--- RECORDS Enclosed Below ---

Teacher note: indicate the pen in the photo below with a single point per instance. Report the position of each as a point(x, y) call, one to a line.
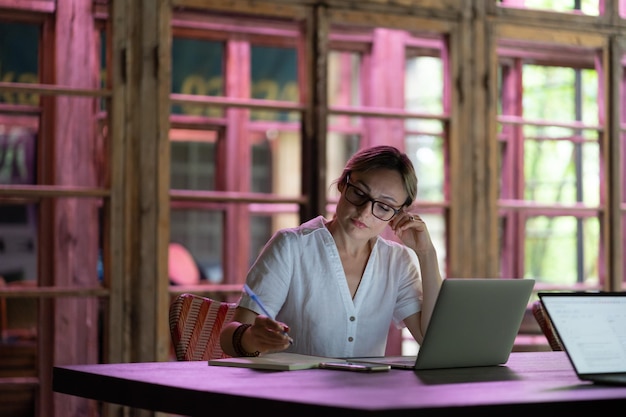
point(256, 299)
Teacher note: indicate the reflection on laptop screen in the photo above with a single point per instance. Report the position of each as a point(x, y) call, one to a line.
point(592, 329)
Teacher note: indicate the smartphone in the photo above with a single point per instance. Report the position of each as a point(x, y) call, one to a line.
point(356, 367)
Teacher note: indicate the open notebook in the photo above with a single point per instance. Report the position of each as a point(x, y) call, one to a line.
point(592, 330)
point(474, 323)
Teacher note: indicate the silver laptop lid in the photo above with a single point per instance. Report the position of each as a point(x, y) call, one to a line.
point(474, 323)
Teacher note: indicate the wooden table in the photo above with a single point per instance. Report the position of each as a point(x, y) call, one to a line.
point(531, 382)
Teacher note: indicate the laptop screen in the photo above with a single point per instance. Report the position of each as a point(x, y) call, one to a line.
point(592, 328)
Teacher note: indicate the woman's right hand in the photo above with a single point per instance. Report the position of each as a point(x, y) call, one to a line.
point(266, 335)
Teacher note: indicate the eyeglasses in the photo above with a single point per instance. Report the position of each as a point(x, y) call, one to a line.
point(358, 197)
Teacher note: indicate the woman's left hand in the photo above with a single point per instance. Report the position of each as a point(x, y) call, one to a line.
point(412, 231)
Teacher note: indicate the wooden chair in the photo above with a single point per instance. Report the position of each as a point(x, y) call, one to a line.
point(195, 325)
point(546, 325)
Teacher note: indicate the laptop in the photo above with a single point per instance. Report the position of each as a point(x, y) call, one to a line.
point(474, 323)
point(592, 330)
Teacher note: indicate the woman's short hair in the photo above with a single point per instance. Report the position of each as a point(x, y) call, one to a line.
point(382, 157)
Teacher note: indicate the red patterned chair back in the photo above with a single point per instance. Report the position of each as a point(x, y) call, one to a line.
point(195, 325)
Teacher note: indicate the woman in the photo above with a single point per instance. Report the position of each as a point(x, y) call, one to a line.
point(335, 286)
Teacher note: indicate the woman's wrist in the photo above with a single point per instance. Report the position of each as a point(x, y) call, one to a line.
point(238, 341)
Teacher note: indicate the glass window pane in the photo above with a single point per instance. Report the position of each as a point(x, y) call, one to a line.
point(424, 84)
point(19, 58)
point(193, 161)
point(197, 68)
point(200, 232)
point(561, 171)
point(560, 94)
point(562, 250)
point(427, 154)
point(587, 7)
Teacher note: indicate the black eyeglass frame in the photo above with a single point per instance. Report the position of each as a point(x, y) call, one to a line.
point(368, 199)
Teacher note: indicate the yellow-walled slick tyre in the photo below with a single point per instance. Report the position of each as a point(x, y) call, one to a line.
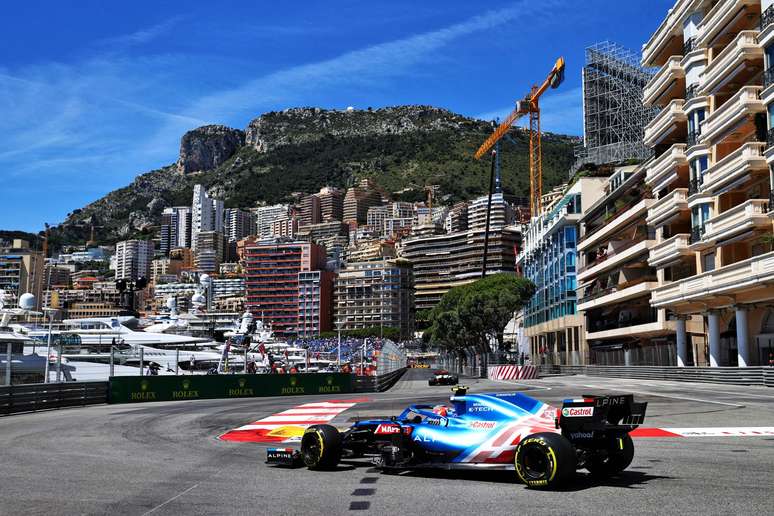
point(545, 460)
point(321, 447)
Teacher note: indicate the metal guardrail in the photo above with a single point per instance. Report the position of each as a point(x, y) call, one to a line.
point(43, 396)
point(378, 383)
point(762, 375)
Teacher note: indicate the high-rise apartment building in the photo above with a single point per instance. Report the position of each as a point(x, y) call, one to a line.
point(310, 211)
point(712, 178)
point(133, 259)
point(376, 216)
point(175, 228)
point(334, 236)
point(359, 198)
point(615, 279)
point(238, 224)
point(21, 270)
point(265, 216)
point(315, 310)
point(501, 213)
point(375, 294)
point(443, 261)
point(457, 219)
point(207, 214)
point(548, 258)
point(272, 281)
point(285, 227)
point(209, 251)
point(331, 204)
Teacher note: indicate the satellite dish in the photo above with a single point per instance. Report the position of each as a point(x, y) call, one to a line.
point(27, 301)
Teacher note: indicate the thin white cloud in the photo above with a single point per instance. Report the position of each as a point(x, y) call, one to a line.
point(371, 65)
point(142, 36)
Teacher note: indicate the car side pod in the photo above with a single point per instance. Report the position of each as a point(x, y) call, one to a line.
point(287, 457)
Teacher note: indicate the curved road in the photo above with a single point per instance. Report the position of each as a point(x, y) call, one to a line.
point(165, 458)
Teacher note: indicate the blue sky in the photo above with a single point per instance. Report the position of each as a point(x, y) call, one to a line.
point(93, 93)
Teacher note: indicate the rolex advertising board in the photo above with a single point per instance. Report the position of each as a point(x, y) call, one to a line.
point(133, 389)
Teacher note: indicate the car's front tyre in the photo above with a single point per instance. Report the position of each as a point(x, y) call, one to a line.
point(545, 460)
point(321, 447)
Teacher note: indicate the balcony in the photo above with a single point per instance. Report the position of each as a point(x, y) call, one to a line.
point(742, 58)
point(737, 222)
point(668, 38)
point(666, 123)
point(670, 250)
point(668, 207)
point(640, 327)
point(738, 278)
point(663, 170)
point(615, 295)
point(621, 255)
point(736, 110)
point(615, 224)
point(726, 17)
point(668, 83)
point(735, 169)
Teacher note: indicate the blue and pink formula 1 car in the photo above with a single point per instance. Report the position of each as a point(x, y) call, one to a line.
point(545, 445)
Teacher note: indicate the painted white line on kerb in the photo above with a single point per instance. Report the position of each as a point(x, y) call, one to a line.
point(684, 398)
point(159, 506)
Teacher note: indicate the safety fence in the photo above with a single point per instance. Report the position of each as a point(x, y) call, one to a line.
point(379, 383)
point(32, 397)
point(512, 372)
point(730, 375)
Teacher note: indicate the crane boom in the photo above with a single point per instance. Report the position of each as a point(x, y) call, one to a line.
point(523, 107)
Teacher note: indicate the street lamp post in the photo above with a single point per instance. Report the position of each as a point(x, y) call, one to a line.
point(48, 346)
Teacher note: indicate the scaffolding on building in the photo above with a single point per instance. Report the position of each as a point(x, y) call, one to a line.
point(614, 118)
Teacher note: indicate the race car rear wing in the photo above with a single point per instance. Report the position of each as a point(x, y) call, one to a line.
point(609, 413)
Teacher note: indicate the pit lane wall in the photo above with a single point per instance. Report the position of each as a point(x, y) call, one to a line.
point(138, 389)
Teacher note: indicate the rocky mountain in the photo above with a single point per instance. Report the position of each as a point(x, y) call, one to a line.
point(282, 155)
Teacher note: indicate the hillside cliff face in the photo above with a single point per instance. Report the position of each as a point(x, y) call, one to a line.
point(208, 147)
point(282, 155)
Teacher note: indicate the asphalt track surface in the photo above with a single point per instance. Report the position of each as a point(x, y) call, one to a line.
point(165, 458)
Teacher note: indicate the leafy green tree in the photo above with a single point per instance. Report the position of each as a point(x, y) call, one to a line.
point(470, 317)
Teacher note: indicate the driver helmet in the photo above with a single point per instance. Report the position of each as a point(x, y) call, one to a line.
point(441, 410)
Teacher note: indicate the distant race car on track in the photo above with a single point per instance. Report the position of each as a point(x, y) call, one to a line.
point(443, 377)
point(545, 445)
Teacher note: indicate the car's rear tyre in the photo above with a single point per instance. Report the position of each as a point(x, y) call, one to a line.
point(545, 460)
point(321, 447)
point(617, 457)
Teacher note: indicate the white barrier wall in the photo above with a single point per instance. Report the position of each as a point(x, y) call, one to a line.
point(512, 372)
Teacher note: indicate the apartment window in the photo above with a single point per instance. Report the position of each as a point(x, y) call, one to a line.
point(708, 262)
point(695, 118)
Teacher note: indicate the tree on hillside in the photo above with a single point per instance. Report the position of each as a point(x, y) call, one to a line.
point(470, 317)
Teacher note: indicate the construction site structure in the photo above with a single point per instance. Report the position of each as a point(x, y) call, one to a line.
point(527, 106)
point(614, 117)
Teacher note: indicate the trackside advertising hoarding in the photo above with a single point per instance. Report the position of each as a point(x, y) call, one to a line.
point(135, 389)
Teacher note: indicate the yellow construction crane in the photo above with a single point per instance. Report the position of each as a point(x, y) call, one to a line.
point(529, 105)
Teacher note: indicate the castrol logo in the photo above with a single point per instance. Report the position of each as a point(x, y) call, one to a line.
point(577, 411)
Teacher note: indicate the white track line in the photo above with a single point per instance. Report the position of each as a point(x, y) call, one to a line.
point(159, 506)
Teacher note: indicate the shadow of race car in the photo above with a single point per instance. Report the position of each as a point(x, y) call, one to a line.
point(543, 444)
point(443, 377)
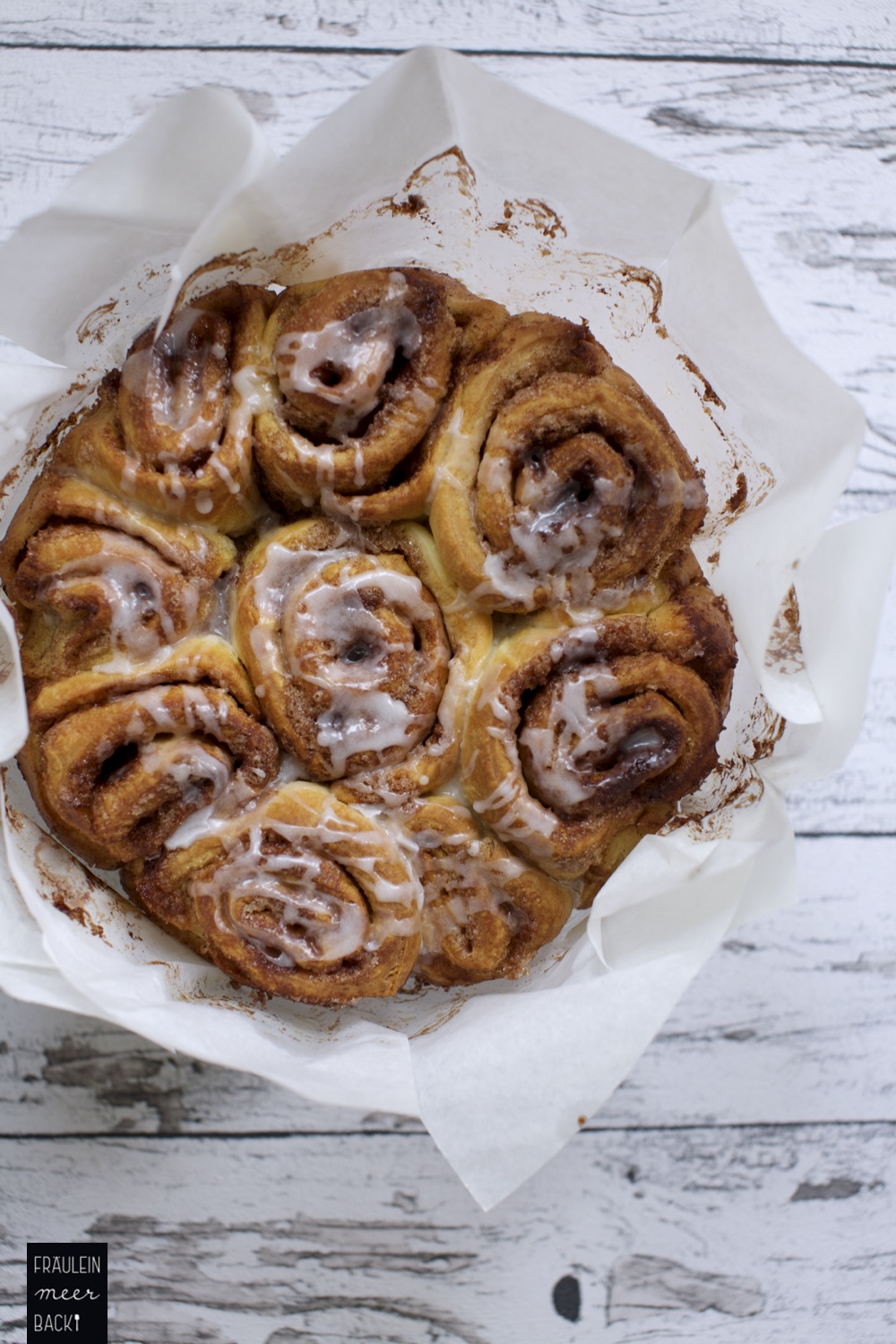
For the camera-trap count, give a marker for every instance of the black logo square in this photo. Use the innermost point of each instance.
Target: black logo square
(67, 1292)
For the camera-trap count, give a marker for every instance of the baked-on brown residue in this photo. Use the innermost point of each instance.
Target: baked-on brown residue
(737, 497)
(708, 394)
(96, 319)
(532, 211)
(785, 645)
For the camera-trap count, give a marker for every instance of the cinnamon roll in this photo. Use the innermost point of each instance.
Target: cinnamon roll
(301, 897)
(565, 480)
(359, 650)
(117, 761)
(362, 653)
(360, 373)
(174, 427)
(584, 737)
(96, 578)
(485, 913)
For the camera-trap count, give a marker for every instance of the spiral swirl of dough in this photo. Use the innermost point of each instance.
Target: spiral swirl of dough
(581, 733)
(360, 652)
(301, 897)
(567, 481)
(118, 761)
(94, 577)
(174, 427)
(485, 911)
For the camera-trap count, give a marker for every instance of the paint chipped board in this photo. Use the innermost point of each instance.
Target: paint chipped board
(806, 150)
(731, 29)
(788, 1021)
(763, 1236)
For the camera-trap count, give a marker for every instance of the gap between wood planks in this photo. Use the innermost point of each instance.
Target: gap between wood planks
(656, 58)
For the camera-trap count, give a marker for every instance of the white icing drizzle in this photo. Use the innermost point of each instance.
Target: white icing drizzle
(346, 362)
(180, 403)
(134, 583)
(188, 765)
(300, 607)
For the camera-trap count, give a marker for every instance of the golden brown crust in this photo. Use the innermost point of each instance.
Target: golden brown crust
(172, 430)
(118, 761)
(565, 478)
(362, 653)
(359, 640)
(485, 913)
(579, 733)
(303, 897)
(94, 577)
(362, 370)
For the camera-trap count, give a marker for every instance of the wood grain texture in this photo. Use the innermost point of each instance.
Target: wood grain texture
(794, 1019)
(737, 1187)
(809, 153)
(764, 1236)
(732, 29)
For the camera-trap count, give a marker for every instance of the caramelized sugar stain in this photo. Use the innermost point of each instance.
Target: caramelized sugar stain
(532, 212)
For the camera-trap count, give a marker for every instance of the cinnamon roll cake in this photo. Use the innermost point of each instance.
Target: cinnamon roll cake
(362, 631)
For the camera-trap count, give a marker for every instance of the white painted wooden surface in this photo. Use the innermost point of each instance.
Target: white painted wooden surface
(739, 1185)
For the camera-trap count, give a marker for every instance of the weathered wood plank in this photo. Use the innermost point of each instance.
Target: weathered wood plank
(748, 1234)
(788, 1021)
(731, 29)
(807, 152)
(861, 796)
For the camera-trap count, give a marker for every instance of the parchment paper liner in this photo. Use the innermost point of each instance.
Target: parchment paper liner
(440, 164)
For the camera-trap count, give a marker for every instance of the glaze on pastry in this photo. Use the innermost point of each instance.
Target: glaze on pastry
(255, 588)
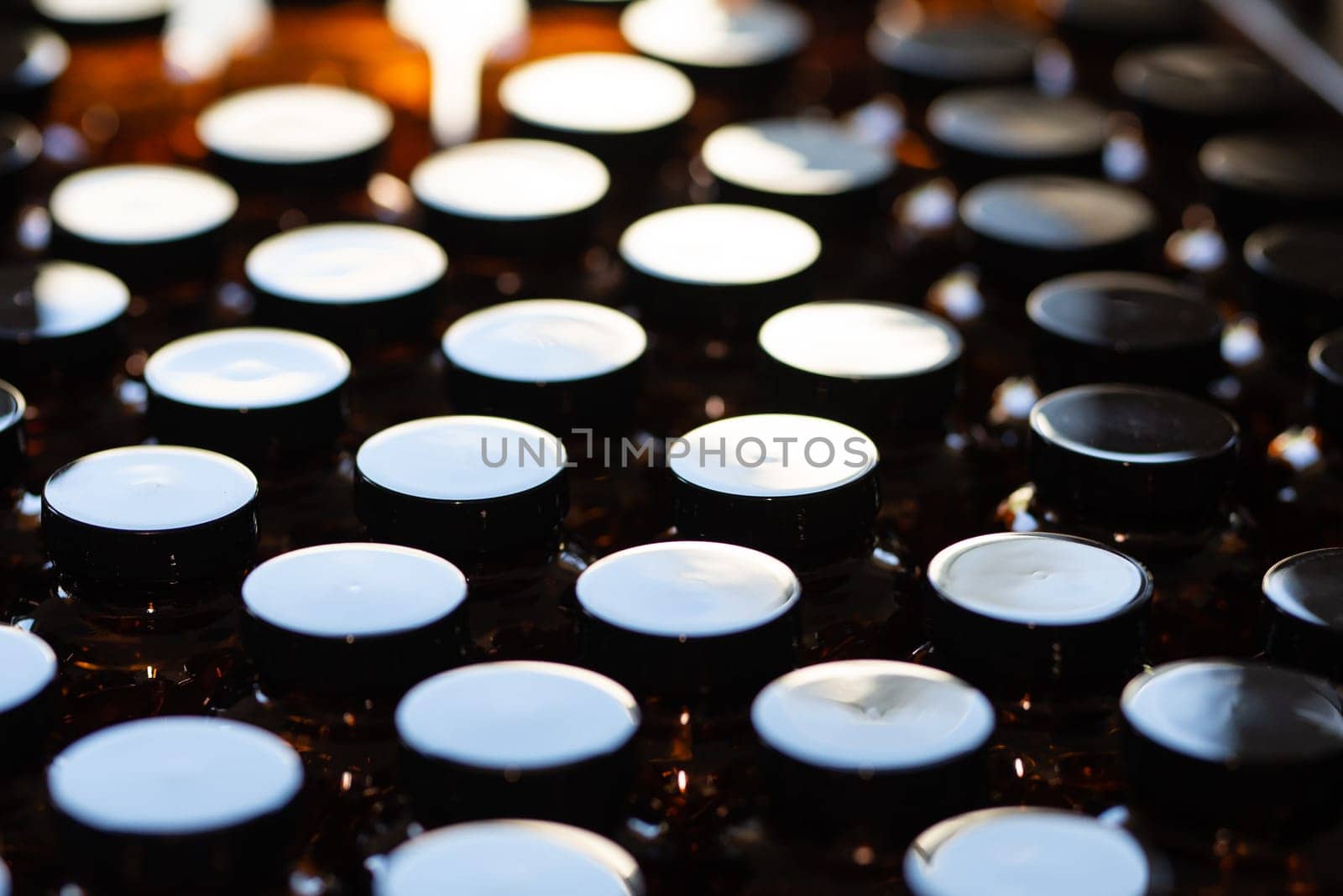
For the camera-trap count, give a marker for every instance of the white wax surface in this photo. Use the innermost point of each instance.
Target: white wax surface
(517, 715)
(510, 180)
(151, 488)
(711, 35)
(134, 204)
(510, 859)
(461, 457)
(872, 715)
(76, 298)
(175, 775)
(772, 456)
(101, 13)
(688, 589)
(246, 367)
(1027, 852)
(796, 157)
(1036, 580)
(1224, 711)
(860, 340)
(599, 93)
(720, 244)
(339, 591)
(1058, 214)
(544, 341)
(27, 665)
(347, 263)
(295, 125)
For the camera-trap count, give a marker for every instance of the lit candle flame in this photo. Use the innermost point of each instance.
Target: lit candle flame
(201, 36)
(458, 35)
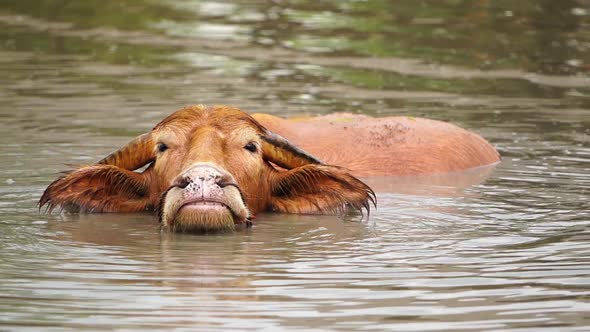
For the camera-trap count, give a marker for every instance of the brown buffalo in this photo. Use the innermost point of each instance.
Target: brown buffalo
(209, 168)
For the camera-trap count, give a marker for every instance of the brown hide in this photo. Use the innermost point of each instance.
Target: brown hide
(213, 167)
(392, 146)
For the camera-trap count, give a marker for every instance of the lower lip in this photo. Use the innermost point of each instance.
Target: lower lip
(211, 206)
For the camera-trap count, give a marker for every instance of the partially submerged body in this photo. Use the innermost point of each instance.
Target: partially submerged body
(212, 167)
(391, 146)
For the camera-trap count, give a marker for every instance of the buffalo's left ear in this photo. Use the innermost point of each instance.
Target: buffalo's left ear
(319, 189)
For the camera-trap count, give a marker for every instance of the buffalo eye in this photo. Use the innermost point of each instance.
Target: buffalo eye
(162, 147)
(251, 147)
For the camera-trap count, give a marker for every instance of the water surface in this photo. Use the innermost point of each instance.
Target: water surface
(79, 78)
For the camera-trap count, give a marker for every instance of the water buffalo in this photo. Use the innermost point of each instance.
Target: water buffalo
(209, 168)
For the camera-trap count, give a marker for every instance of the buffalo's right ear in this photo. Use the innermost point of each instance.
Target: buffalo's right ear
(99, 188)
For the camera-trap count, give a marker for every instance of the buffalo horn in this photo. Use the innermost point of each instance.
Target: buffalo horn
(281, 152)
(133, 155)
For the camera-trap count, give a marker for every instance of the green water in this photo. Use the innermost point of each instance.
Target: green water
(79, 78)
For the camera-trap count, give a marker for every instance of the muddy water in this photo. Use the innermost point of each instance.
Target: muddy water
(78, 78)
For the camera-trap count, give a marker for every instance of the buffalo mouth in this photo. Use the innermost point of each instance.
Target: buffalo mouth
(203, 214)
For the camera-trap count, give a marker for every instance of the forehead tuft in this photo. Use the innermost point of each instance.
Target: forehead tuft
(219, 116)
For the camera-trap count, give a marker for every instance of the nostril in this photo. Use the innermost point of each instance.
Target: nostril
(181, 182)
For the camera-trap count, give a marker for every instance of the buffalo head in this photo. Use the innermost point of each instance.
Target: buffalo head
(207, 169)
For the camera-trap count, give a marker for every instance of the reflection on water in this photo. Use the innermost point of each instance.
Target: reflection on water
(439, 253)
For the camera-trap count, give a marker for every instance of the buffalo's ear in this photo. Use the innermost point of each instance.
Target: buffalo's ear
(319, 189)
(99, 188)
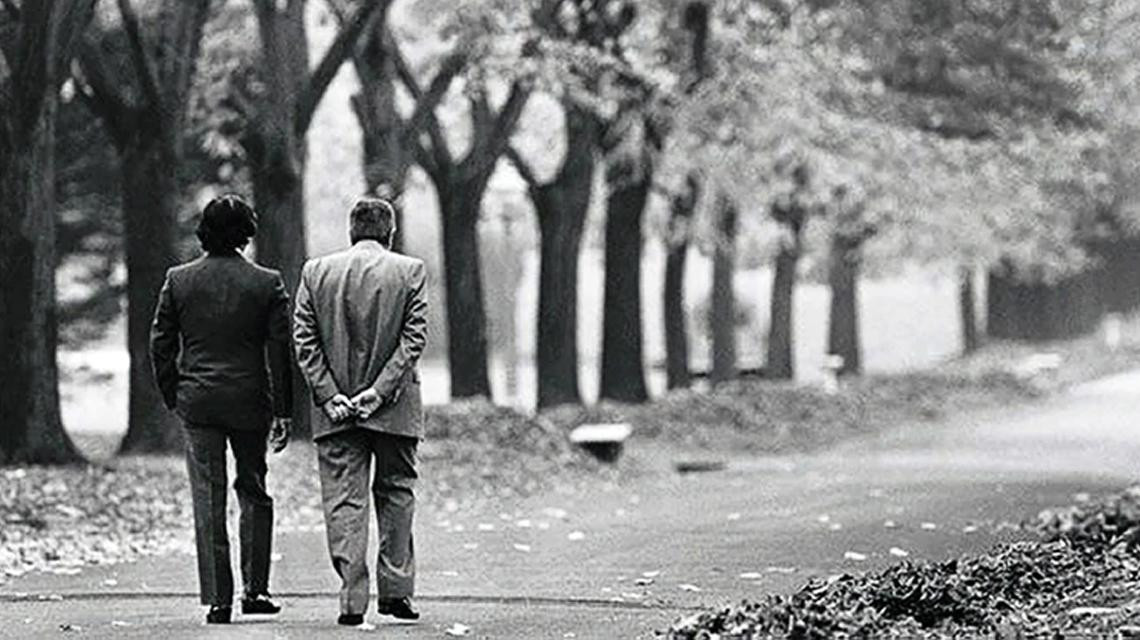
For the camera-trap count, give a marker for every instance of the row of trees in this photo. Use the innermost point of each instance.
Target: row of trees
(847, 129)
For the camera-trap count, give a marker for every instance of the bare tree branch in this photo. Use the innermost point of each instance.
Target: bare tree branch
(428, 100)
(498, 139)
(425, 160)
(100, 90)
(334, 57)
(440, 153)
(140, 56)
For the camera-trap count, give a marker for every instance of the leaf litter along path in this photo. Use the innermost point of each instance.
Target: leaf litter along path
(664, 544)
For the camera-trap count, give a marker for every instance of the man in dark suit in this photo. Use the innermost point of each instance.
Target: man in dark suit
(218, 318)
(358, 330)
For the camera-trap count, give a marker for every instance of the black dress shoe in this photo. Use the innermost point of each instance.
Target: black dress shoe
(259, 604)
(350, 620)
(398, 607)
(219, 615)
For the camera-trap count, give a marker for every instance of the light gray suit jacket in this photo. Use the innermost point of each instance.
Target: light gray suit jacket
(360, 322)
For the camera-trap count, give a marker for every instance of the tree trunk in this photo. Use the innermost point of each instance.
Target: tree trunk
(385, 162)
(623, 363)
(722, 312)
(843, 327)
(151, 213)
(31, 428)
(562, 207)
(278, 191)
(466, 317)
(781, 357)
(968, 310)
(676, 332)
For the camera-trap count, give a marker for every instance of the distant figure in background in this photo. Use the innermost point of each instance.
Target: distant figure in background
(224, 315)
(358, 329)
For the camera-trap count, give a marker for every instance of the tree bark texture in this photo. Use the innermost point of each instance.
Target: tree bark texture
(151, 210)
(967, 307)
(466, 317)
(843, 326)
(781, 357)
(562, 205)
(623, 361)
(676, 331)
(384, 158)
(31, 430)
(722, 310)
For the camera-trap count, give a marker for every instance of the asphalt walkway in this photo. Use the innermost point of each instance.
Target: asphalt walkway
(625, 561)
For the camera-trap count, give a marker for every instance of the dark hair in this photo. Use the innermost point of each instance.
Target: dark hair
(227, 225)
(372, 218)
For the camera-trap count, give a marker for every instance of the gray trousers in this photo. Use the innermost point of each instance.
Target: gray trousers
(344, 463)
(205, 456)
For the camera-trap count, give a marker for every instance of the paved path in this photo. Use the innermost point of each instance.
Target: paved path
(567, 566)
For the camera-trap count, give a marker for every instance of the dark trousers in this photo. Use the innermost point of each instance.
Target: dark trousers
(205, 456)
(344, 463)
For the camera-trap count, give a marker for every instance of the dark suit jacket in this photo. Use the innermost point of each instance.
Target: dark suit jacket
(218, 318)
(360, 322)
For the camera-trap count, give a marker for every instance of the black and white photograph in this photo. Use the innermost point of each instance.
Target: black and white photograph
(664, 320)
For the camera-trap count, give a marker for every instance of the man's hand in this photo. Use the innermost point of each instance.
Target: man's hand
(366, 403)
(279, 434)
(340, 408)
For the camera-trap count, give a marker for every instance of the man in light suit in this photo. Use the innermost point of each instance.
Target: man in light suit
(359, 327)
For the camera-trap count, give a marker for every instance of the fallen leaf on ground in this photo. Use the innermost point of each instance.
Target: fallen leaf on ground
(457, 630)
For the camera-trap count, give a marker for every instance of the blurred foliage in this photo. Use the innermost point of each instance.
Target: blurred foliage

--- End of Enclosed RECORDS ---

THE TASK –
All lines above that hold the string "blurred" should be copied.

RESULT –
For the camera-trap count, give a marker for every instance of the blurred foliage in this photo. Use the innermost point of each instance.
Target: blurred foliage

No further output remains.